● **Text**
The correlation is indeed very strong; we can clearly see the upward trend and the points are not too dispersed. Second, the price cap that we noticed earlier is clearly visible as a horizontal line at \\$500,000. But this plot reveals other less obvious straight lines: a horizontal line around \\$450,000, another around \\$350,000, perhaps one around \\$280,000, and a few more below that. We may want to try removing the corresponding districts to prevent your algorithms from learning to reproduce these data quirks.

## Experimenting with Attribute Combinations

Try out various attribute combinations. For example, the total number of rooms in a district is not very useful if we don’t know how many households there are. What we really want is the number of rooms per household. Similarly, the total number of bedrooms by itself is not very useful: we probably want to compare it to the number of rooms. And the population per household also seems like an interesting attribute combination to look at. Let’s create these new attributes:

In [None]:
housing["rooms_per_household"] = housing["total_rooms"]/housing["households"]
housing["bedrooms_per_room"] = housing["total_bedrooms"]/housing["total_rooms"]
housing["population_per_household"]=housing["population"]/housing["households"]

Look at the correlation matrix again.|

In [None]:
corr_matrix = housing.corr()
print(corr_matrix["median_house_value"].sort_values(ascending=False))

The new bedrooms_per_room attribute is much more correlated with the median house value than the total number of rooms or bedrooms. Apparently houses with a lower bedroom/room ratio tend to be more expensive. The number of rooms per household is also more informative than the total number of rooms in a district—obviously the larger the houses, the more expensive they are.

# Preprocessing the Data for Machine Learning Algorithms

## Data Cleaning

In [None]:
housing = strat_train_set.drop("median_house_value", axis=1)

Natural-language object grounding data
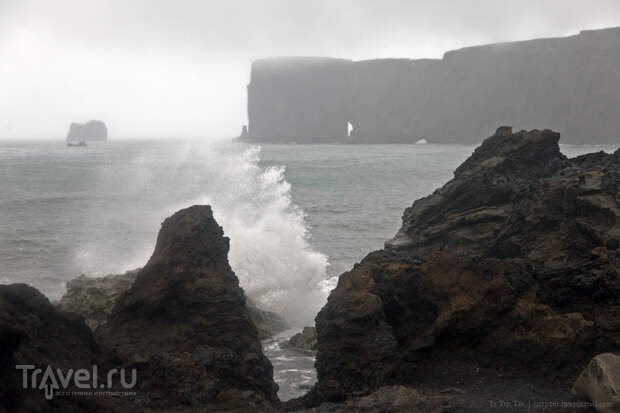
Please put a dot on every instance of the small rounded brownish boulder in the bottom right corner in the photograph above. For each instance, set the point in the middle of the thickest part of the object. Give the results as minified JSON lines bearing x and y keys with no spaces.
{"x":600,"y":383}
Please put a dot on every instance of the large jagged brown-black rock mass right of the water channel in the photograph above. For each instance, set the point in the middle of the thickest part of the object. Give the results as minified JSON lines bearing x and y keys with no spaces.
{"x":512,"y":265}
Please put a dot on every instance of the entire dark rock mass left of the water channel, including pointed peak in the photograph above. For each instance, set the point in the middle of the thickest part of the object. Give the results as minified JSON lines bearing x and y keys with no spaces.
{"x":182,"y":325}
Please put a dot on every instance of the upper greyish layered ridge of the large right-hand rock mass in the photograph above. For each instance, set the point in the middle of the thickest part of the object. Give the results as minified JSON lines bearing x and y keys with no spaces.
{"x":517,"y":196}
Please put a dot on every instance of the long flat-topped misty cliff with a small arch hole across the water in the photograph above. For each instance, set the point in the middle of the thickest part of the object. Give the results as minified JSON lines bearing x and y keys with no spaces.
{"x":568,"y":84}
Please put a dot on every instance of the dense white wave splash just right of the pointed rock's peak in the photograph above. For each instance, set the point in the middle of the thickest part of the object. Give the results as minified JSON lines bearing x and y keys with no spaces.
{"x":269,"y":248}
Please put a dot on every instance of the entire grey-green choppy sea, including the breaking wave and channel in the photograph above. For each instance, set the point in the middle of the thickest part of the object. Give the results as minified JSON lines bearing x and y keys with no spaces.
{"x":297,"y":215}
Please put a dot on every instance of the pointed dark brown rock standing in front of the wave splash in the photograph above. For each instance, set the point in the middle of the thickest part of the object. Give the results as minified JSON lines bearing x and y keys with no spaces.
{"x":184,"y":324}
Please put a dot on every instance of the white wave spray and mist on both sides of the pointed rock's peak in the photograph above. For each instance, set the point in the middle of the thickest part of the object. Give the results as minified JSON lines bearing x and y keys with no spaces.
{"x":269,"y":238}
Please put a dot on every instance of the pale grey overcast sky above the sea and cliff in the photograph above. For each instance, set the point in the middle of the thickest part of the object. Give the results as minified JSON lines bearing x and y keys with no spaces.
{"x":169,"y":68}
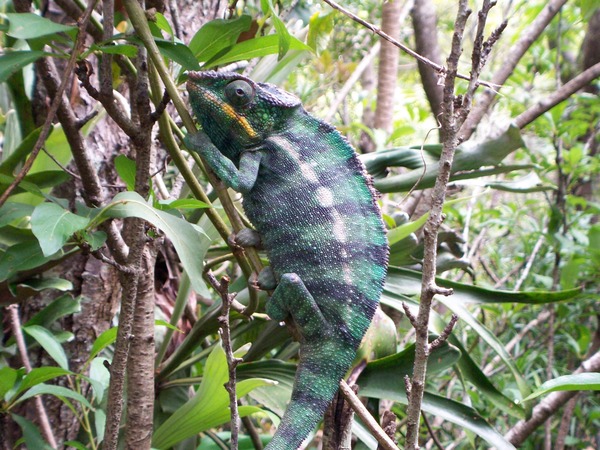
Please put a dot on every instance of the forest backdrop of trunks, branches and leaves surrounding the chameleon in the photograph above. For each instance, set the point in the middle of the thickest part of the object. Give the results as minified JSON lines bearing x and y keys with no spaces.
{"x":104,"y":221}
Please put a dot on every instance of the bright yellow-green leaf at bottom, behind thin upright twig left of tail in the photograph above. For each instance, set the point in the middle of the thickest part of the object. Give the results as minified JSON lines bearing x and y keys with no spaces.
{"x":208,"y":408}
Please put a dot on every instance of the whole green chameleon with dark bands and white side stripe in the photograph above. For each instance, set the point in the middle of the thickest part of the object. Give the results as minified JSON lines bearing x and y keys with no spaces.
{"x":309,"y":198}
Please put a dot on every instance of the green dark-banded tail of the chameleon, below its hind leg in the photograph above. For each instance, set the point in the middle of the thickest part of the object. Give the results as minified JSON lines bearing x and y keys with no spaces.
{"x":320,"y":370}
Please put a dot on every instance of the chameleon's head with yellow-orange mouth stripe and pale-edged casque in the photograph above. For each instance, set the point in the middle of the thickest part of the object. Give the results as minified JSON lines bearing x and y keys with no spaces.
{"x":234,"y":111}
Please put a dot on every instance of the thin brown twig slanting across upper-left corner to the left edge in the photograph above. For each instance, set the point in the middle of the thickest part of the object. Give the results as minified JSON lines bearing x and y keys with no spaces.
{"x":81,"y":35}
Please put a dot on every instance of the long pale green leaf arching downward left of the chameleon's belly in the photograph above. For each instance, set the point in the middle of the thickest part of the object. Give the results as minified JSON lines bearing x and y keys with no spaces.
{"x":190,"y":242}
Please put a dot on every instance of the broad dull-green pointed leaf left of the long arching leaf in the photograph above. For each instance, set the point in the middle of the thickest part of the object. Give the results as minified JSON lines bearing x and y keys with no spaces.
{"x":53,"y":226}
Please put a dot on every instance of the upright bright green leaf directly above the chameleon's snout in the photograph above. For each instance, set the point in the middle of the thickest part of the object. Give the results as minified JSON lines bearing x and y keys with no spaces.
{"x":218,"y":35}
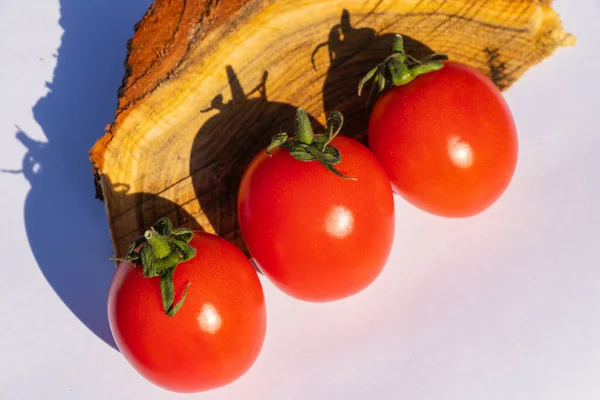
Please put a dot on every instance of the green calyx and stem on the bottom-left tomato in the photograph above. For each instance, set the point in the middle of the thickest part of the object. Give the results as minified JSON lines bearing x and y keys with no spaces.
{"x":162,"y":249}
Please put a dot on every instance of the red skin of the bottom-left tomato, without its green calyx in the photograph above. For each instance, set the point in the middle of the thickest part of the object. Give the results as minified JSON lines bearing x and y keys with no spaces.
{"x":216,"y":335}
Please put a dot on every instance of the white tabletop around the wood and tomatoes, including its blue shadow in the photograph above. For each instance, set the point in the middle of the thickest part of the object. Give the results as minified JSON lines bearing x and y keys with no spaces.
{"x":504,"y":306}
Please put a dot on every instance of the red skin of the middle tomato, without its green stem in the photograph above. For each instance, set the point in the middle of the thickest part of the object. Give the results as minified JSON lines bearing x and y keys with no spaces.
{"x":316,"y":236}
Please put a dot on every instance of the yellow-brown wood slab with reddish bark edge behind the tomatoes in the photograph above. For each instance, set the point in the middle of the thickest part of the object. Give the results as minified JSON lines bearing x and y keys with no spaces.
{"x":208,"y":82}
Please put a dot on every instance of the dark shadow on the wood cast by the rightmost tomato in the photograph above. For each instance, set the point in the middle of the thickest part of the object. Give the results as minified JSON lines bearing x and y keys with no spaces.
{"x":353,"y":52}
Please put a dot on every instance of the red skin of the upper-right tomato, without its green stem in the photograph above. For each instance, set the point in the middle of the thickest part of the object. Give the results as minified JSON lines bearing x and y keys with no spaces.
{"x":447,"y":140}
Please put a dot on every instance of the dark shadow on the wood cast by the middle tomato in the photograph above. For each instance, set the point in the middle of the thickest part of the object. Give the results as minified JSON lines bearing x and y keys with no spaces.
{"x":227,"y":142}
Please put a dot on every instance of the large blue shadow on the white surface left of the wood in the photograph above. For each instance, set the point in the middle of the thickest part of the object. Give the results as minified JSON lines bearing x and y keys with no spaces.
{"x":66,"y":226}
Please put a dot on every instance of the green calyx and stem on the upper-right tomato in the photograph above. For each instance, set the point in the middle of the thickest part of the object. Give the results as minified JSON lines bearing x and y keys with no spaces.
{"x":402,"y":68}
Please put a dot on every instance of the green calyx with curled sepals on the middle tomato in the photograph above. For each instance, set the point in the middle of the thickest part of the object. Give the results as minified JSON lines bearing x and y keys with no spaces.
{"x":306,"y":146}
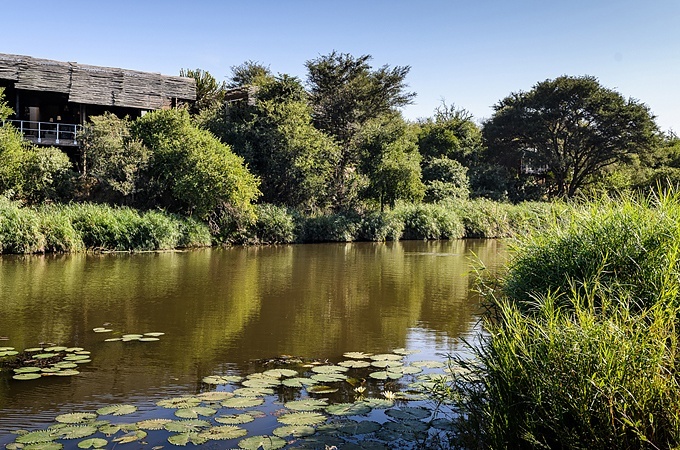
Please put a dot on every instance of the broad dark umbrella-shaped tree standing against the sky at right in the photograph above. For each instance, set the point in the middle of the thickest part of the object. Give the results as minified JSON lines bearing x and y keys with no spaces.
{"x":566,"y":131}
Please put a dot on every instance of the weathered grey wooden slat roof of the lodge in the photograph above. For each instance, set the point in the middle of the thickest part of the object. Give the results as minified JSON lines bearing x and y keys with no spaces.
{"x":95,"y":85}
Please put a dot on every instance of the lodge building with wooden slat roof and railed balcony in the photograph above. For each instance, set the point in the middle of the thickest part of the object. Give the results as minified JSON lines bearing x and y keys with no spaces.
{"x":53,"y":99}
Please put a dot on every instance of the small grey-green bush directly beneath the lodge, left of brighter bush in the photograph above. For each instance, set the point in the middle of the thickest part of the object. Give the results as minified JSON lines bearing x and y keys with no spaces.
{"x":115,"y":160}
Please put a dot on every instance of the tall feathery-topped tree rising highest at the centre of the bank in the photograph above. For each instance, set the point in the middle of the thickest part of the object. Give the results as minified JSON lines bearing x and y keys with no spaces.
{"x":346,"y":93}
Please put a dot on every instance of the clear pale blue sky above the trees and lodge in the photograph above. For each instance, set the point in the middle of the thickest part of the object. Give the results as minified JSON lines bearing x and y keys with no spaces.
{"x":470,"y":54}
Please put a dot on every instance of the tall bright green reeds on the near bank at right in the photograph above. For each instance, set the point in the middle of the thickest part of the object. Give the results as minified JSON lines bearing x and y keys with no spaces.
{"x":582,"y":344}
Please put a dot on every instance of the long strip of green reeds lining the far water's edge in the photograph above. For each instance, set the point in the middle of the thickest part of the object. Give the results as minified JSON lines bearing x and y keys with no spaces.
{"x":80,"y":227}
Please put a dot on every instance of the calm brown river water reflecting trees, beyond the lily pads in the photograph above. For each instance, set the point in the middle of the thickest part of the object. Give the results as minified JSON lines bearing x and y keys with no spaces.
{"x":223,"y":308}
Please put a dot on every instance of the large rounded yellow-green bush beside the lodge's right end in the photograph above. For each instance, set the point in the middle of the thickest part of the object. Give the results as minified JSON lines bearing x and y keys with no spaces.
{"x":191,"y":171}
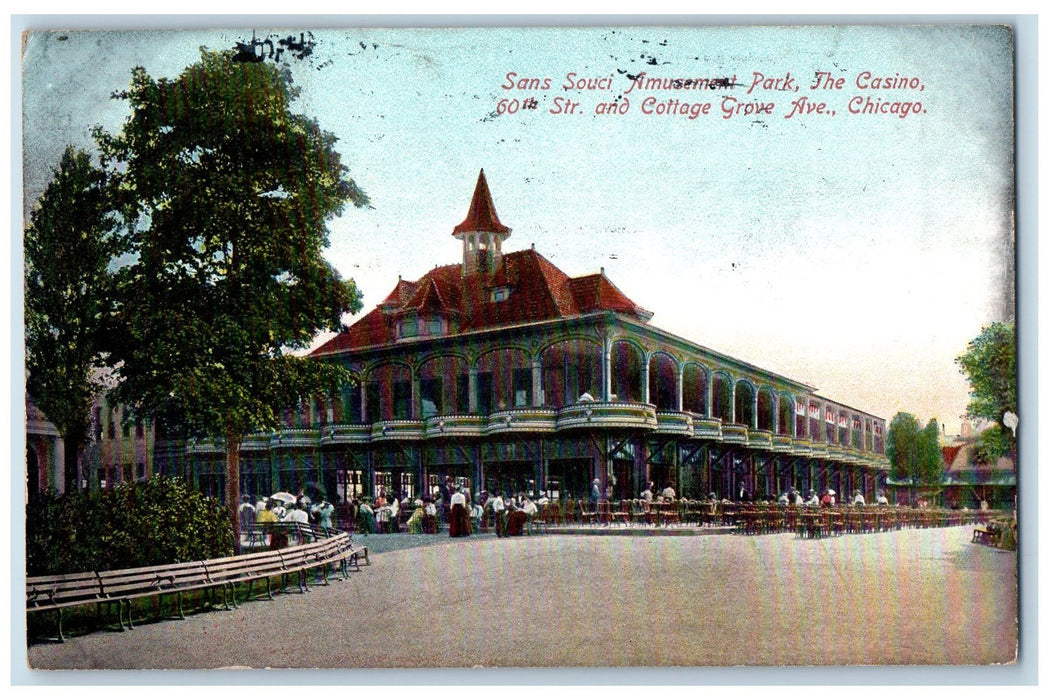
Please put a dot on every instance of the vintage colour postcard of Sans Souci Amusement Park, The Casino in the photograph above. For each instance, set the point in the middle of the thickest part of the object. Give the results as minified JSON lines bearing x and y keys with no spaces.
{"x":651,"y":347}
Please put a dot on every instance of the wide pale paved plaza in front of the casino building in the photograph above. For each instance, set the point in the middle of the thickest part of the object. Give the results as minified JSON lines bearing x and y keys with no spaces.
{"x":908,"y":598}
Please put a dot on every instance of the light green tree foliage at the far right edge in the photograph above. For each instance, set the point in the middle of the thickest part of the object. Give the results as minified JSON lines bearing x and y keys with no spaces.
{"x":990,"y":364}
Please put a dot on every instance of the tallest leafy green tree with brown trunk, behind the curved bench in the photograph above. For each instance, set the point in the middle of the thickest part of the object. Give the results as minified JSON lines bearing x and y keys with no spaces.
{"x":229,"y":196}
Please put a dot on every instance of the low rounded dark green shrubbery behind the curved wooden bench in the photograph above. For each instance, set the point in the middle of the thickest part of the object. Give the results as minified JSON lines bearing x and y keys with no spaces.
{"x":135,"y":525}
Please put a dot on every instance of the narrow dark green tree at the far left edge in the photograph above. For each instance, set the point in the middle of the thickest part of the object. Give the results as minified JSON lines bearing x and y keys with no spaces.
{"x":71,"y":242}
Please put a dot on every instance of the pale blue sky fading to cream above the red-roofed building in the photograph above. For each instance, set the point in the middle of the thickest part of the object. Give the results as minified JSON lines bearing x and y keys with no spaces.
{"x":858,"y":253}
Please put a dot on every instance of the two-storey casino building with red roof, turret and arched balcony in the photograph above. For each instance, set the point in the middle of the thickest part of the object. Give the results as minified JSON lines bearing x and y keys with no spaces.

● **What you will do**
(A) Reproduce the housing prices passage word for word, everything from "Try out various" down to "corr_matrix = housing.corr()".
(B) Resume the housing prices passage, picking up right after its last line.

● **Answers to the tasks**
(A)
Try out various attribute combinations. For example, the total number of rooms in a district is not very useful if we don’t know how many households there are. What we really want is the number of rooms per household. Similarly, the total number of bedrooms by itself is not very useful: we probably want to compare it to the number of rooms. And the population per household also seems like an interesting attribute combination to look at. Let’s create these new attributes:

In [None]:
housing["rooms_per_household"] = housing["total_rooms"]/housing["households"]
housing["bedrooms_per_room"] = housing["total_bedrooms"]/housing["total_rooms"]
housing["population_per_household"]=housing["population"]/housing["households"]

Look at the correlation matrix again.|

In [None]:
corr_matrix = housing.corr()

(B)
housing_labels = strat_train_set["median_house_value"].copy()
display(housing.head())

### Missing Values

In [None]:
from sklearn.impute import SimpleImputer
imputer = SimpleImputer(strategy="median")
housing_num = housing.drop("ocean_proximity", axis=1)
imputer.fit(housing_num)
print(imputer.statistics_)
print(housing_num.median().values)

The imputer has simply computed the median of **each attribute** and stored the result in its `statistics_` instance variable. Only the total_bedrooms attribute had missing values, but we cannot be sure that there won’t be any missing values in new data after the system goes live, so it is ***safer to apply the imputer to all the numerical attributes***:

In [None]:
housing_tr = pd.DataFrame(imputer.transform(housing_num), 
                          columns=housing_num.columns)

## Categorical attributes

In [None]:
housing_cat = housing[["ocean_proximity"]]
display(housing_cat.head(10))

### Ordinal Encoder

In [None]:
from sklearn.preprocessing import OrdinalEncoder
ordinal_encoder = OrdinalEncoder()
housing_cat_encoded = ordinal_encoder.fit_transform(housing_cat)
print(housing_cat_encoded[:10])
print(ordinal_encoder.categories_)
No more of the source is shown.